** Opening MATERIALS PROVIDED block **

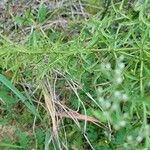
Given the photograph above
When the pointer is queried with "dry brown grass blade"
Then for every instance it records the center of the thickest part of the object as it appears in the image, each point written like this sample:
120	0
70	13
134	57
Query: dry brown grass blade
70	114
50	107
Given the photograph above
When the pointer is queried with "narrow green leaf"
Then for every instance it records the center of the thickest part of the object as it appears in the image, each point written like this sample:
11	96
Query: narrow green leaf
9	85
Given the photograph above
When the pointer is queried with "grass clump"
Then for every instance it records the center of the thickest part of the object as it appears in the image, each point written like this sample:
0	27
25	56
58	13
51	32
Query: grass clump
84	85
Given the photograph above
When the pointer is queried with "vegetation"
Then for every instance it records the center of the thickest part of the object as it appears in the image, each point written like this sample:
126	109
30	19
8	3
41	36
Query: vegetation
75	75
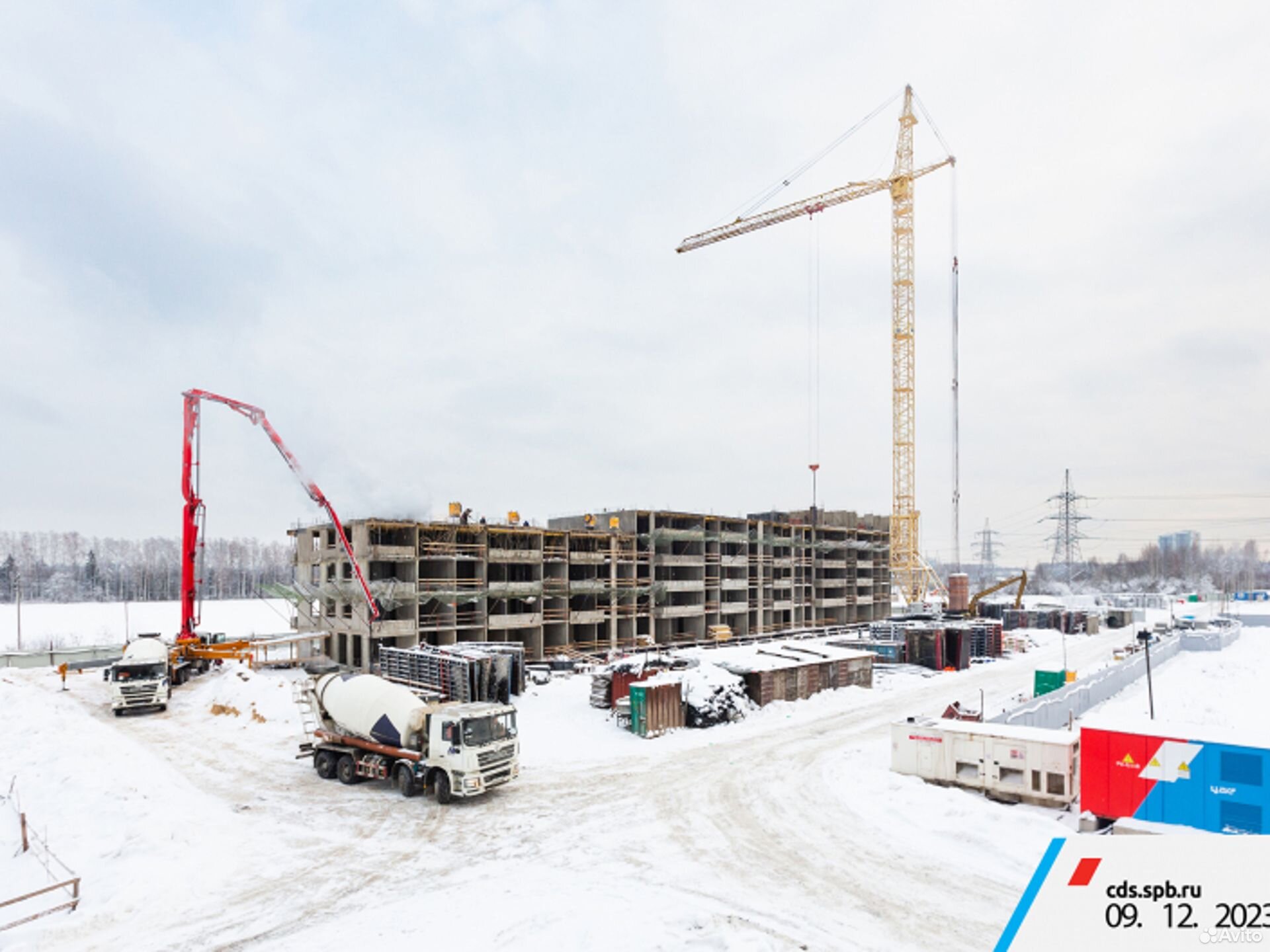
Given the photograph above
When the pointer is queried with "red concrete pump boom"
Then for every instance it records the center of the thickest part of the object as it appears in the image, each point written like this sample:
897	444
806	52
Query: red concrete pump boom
193	513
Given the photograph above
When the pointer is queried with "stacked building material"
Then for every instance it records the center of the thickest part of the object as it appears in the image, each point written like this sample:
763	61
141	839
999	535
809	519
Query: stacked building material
603	690
492	672
926	648
792	672
1014	619
1119	617
984	637
1016	644
888	631
884	651
956	647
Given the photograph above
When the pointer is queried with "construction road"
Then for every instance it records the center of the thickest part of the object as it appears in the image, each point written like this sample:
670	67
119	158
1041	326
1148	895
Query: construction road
793	834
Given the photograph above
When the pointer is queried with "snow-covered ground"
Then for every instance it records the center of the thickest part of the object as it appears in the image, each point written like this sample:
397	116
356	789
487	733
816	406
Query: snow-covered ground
786	830
1224	690
45	625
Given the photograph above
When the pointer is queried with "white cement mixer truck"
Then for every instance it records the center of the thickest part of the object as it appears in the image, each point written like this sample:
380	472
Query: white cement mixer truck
372	729
143	678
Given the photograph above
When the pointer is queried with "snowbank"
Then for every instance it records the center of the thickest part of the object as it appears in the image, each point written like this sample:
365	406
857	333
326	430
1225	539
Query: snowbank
46	625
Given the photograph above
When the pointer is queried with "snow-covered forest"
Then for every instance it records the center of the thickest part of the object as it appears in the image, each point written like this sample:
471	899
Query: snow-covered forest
66	567
1194	569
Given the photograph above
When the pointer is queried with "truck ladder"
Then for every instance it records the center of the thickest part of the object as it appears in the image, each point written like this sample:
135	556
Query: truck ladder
302	694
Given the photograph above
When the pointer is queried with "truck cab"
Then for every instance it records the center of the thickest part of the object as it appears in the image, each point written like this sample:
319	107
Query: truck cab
140	680
474	744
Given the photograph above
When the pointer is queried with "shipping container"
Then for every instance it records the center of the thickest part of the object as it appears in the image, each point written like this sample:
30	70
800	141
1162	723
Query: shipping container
656	707
1171	774
1005	762
1046	682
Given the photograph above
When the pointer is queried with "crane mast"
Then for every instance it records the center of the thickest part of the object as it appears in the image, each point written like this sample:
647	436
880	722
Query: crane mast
908	569
906	560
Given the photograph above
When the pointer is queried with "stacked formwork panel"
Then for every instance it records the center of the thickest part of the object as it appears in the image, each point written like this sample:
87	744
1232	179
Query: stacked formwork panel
493	672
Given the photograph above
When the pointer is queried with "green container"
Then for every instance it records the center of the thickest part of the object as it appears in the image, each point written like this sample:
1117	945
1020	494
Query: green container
1047	682
639	711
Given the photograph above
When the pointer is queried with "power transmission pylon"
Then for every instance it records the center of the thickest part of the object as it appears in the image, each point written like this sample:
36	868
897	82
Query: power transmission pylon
986	545
1067	535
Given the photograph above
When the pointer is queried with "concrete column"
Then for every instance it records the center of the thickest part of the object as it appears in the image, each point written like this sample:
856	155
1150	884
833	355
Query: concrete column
613	590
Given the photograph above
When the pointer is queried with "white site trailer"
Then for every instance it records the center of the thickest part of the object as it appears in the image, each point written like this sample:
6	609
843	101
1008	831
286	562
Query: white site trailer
1006	762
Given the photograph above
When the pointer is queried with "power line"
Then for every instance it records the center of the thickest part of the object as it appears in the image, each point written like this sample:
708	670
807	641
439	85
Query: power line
986	545
1067	535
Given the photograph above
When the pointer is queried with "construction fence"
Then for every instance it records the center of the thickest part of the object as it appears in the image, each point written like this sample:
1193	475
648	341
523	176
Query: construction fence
1057	709
60	890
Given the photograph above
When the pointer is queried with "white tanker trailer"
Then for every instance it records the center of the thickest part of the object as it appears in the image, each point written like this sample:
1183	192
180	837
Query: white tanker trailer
372	729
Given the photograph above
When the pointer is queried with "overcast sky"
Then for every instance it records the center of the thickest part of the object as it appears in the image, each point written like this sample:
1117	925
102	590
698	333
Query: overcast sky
436	241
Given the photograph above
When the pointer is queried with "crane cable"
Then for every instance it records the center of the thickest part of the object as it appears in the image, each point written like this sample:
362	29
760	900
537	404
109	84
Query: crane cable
813	342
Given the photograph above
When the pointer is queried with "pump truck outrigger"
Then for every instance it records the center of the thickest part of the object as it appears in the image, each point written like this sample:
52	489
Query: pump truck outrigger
372	729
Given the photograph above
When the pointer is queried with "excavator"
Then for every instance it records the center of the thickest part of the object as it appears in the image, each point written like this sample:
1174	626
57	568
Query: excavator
144	681
1019	600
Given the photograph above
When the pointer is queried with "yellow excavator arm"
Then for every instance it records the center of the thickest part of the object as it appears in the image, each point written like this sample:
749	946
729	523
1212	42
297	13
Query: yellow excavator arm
1019	600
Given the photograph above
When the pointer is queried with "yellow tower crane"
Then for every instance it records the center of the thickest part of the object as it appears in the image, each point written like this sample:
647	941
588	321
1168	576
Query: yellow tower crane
908	569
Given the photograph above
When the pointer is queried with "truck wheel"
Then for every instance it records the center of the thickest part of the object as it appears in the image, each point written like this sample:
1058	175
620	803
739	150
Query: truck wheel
443	786
325	764
346	770
405	782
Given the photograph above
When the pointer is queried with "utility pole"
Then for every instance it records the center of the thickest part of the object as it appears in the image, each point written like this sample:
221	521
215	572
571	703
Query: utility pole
1067	536
987	546
1144	637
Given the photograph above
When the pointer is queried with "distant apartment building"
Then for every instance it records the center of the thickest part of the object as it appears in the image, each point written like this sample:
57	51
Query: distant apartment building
1179	542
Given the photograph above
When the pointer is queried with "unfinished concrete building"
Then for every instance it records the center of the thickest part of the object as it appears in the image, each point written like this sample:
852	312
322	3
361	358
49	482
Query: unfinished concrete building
644	578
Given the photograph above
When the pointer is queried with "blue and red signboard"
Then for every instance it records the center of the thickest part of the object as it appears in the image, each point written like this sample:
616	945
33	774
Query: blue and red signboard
1206	785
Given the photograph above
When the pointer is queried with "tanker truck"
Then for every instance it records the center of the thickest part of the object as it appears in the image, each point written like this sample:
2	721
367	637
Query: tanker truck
372	729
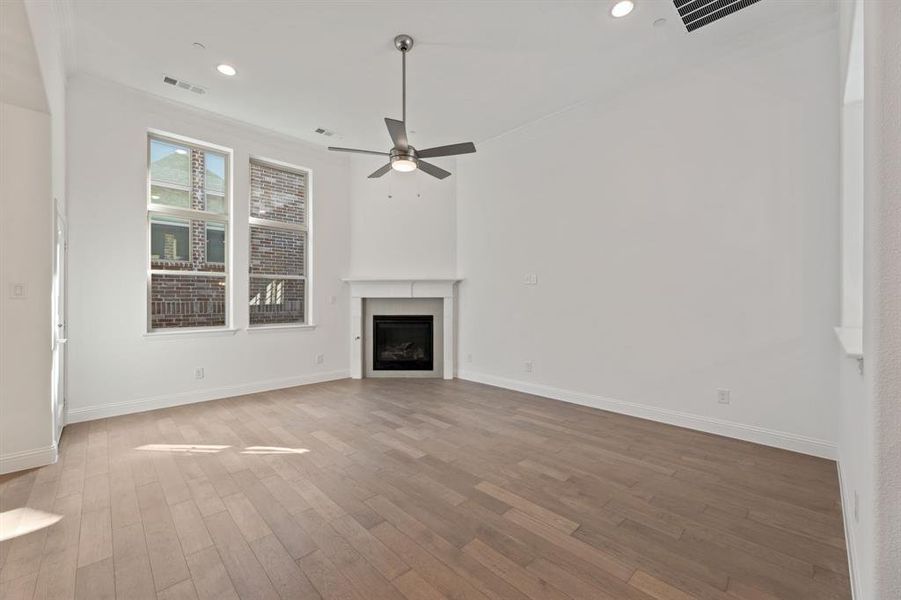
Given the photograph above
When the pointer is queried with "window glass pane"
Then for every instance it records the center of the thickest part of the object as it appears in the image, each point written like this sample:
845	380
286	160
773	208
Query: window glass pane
277	194
170	163
170	241
179	300
214	175
276	301
214	182
215	203
215	243
170	196
276	251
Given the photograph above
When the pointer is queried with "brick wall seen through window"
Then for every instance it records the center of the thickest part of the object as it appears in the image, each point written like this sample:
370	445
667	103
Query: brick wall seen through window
188	219
279	241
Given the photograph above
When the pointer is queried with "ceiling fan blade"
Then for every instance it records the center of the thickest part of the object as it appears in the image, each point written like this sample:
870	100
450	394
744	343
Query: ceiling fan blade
433	170
358	151
451	150
380	171
398	132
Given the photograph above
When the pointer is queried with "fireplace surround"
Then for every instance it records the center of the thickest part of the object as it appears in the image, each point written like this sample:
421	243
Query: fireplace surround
411	297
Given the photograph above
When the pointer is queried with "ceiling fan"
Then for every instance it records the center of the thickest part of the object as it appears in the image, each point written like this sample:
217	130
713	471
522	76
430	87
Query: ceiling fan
402	156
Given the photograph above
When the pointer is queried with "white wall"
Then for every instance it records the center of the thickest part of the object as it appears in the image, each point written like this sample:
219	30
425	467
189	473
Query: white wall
855	431
113	366
881	567
26	233
26	426
402	224
685	238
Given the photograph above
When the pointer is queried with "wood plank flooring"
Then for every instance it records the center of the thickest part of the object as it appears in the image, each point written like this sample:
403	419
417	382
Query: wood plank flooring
425	490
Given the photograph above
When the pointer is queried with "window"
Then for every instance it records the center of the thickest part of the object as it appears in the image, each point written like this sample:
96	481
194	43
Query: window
187	212
279	242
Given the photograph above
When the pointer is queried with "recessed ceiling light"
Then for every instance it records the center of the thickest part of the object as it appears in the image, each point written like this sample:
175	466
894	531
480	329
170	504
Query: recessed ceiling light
229	70
622	8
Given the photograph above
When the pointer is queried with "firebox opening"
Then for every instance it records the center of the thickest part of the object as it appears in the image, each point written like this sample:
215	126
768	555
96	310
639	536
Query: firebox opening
402	342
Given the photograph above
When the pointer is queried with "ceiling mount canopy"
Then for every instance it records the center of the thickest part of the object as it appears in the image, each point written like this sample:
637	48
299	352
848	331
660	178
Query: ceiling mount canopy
402	156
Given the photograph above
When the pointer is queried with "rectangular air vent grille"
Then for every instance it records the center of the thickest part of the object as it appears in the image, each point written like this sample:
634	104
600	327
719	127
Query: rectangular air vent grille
697	13
185	85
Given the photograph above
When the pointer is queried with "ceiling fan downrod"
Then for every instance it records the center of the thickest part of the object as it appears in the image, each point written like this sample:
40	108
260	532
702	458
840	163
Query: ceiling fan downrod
404	43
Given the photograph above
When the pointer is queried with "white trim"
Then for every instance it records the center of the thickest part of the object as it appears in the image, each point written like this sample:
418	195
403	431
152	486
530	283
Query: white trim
280	327
187	272
741	431
851	339
102	411
850	546
189	332
28	459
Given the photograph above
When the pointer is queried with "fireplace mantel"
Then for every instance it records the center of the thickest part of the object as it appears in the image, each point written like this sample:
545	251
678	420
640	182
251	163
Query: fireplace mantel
370	287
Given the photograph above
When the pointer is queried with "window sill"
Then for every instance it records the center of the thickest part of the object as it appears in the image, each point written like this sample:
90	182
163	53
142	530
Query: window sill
189	333
851	339
270	328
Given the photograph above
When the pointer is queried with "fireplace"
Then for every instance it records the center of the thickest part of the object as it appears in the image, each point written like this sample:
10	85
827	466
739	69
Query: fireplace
402	342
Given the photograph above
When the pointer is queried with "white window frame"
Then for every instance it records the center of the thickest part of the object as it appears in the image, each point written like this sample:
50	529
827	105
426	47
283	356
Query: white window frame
153	208
306	228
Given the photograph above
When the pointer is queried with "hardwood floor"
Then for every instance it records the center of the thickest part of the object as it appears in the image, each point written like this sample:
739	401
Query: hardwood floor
420	489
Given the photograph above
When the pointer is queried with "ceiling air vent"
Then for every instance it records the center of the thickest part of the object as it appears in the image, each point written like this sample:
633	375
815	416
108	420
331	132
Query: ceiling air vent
697	13
181	83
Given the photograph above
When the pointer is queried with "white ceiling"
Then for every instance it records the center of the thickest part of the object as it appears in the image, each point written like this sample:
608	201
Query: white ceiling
479	68
20	74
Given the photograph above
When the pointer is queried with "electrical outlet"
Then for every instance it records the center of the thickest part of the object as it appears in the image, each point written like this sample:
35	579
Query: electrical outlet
18	291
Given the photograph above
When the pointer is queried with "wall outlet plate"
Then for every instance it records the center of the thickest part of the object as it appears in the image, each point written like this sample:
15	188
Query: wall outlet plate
18	291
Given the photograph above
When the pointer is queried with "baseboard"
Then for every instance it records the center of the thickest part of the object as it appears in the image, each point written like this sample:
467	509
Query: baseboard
102	411
850	546
748	433
28	459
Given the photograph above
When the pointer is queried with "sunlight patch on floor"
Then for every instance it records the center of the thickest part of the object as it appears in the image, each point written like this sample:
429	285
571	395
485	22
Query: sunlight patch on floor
183	448
213	449
22	521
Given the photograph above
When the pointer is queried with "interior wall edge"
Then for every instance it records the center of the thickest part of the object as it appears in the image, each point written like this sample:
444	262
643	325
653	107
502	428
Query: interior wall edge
740	431
847	499
28	459
127	407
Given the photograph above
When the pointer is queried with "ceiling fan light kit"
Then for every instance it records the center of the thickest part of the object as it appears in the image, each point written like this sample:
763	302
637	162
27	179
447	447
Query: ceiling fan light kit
403	157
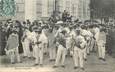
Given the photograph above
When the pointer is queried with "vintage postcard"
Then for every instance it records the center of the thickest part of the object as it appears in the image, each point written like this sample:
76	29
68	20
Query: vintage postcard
57	35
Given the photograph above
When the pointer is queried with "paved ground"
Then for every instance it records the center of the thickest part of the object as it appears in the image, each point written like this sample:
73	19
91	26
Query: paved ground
93	64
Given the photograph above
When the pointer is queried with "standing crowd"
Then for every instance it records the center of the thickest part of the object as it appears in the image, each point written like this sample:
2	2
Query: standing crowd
58	41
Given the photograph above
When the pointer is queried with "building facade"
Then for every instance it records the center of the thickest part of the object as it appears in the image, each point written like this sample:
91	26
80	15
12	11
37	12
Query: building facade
36	9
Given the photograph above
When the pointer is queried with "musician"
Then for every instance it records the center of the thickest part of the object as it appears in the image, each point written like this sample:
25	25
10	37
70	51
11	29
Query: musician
61	52
26	42
12	47
79	49
35	45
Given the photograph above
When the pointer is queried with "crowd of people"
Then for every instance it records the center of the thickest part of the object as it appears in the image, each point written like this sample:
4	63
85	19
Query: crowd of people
58	41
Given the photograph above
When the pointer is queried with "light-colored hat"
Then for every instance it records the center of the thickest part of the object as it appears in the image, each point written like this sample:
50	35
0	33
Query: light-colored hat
59	22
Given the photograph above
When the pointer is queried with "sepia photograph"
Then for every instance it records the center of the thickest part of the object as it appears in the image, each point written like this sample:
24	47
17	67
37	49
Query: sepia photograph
57	35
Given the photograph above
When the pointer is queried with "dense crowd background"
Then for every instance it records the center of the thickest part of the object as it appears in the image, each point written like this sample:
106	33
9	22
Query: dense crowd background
54	22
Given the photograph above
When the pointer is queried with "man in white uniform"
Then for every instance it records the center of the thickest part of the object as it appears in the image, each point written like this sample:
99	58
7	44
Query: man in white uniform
61	52
52	44
101	45
26	42
79	49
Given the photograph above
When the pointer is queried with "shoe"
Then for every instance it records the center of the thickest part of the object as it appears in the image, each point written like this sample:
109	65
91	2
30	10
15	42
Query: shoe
82	69
36	64
75	67
41	65
13	63
103	59
55	66
100	58
63	66
24	56
85	59
50	60
88	54
20	62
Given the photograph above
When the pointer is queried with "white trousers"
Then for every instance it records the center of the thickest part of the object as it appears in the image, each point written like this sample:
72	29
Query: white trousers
101	51
38	54
78	57
26	48
92	44
88	47
14	54
45	47
61	53
52	52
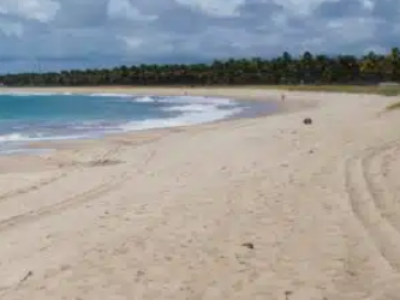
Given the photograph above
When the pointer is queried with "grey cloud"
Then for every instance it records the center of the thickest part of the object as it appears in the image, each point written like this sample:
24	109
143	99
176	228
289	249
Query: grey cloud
86	33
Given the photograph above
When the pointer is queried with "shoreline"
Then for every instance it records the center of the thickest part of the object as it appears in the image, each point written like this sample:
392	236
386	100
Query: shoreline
259	107
251	208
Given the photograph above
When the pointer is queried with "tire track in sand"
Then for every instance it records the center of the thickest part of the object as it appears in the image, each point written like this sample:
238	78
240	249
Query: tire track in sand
119	178
366	199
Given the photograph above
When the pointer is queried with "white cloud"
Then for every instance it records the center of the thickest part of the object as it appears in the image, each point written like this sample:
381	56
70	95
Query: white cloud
300	7
109	32
216	8
39	10
11	28
123	9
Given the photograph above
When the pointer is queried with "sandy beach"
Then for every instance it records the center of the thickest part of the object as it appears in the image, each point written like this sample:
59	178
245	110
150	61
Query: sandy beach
261	208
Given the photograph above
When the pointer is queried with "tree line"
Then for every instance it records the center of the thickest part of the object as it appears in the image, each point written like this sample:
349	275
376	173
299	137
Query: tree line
307	68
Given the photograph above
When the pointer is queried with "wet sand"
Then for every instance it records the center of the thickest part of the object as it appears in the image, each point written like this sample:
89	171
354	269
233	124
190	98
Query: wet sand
254	208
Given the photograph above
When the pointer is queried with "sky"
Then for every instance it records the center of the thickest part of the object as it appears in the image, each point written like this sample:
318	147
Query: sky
50	35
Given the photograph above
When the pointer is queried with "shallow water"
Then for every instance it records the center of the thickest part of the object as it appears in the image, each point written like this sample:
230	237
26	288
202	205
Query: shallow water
37	117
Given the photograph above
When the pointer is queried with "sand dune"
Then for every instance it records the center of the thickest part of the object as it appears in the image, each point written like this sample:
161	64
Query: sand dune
263	208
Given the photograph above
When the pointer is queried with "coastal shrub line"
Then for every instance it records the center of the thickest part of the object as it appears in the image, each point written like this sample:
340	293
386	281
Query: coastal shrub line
308	71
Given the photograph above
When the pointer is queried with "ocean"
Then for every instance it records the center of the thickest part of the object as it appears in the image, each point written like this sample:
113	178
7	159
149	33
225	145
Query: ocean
26	117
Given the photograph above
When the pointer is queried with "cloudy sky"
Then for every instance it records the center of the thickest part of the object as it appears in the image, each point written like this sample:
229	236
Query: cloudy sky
56	34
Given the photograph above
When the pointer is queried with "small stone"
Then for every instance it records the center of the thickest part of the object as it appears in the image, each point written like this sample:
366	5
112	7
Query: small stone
248	245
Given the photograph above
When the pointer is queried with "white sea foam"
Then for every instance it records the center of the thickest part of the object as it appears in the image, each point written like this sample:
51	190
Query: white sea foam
113	95
185	119
186	110
145	99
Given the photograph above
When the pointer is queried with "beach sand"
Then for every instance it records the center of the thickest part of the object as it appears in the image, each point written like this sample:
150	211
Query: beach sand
261	208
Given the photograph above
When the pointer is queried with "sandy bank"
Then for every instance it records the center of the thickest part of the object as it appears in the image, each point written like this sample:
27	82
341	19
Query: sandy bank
262	208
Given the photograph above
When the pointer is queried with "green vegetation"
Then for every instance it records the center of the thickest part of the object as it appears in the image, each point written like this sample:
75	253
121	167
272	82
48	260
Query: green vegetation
342	73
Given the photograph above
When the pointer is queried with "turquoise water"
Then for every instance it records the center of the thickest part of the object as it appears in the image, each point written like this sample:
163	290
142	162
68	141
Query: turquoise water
33	117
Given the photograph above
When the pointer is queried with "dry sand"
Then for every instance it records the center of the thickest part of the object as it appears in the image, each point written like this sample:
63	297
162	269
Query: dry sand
263	208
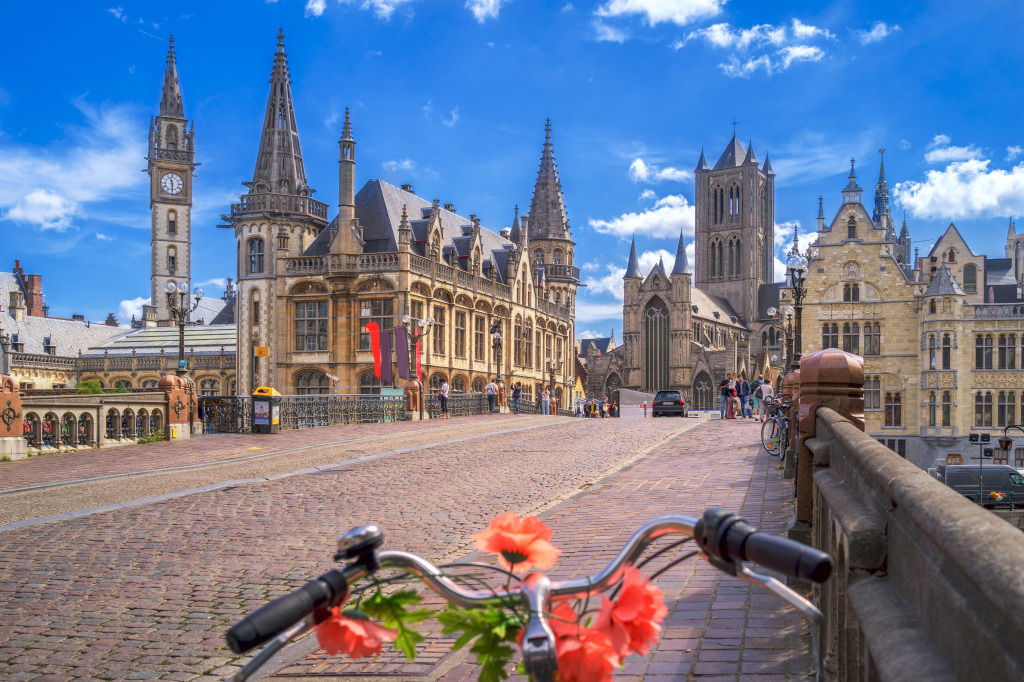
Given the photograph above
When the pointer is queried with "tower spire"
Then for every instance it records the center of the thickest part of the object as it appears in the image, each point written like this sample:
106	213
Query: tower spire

** Closing MATERIALS PROVIDED block **

▸ PROMPT
Find how many lines of the listing include the string "spire" and give that number, nothing else.

▸ FINISHED EXERCISE
2